Excerto
========================================

01.09.2014

À conversa com Arq.º Fernando Bagulho

01.09.2014

À conversa com Arq.º Fernando Bagulho

Há um rally de aviões C130, sistematicamente ganho por portugueses da FAP, que tem meia dúzia destes aviões, competindo com tripulações de países que têm centenas. O mesmo direi dos arquitectos de uma terra onde nunca é possível o mais fácil e tudo é conseguido com esforço.’

Em 1976, fundou o Atelier do Chiado, com Cristina Salvador. Fale-nos da história do atelier.

Em 1974, estávamos em Angola, a Cristina à espera de uma filha angolana, com parto previsto para 25 de Abril e eu à espera de fazer mais 9 meses para acabar a tropa. Vistos lá de baixo, os acontecimentos na metrópole não pareciam reais, mas sim uma espécie de ficção entre um romance do Tolstoi e um livro do John Reed. No regresso, o atelier próprio era caminho único para exercer o ofício, com todos os ateliers bloqueados e sem trabalho para oferecer a quem voltava da guerra.

O Atelier do Chiado tem forte ligação a Angola. Projetou, entre outros, o edifício ESCOM, emblemático na cidade, símbolo do desenvolvimento do país. Como tem sido trabalhar em Angola?

A arquitectura e a música constituem linguagens universais que respondem, na contingência de cada criação, ao problema colocado. Trabalhar em Angola, em França, no Egipto, na Rússia ou em qualquer outro lugar é, desde sempre, um tema corrente para os arquitectos. Variam os instrumentos para criação dos factos arquitectónicos, a herança cultural de cada lugar ou os instrumentos dos seus próprios materiais mas, sendo a arquitectura um fenómeno ligado às emoções, trabalhamos para o homem universal, nas circunstâncias e contingências de cada lugar, cujo estudo aprofundado fundamenta cada projecto.

Acha que está a ser feito um bom trabalho no país em termos de planeamento urbano, ou há muito para fazer nesse campo?

Está a ser feito um mau trabalho nas partes do mundo onde há crescimento económico e apenas nas economias deprimidas não assistimos a tantos disparates, mas pelas piores das razões e em prejuízo das pessoas. A casa perdeu valor de uso para o de troca, tornando-se num produto financeiro, o que veio encostar a classe média às tábuas. A transformação de bens de consumo em produtos financeiros é catastrófica a nível global e os mais atingidos são sempre os mais fracos.

O número de arquitectos formados em Angola ainda é reduzido. Considera que se tende a ocidentalizar os traços arquitectónicos ou, no geral, está a ser feito um trabalho que tem em conta as características do país?

========================================

Secção de dados
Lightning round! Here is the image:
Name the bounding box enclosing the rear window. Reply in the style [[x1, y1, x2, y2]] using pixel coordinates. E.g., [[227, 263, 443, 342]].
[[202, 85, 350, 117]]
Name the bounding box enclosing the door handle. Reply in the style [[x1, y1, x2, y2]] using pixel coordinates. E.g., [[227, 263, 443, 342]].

========================================

Enunciado
Na conversa com Fernando Bagulho, em que ano foi fundado o Atelier do Chiado e com quem?

Resposta
Em 1976, com Cristina Salvador.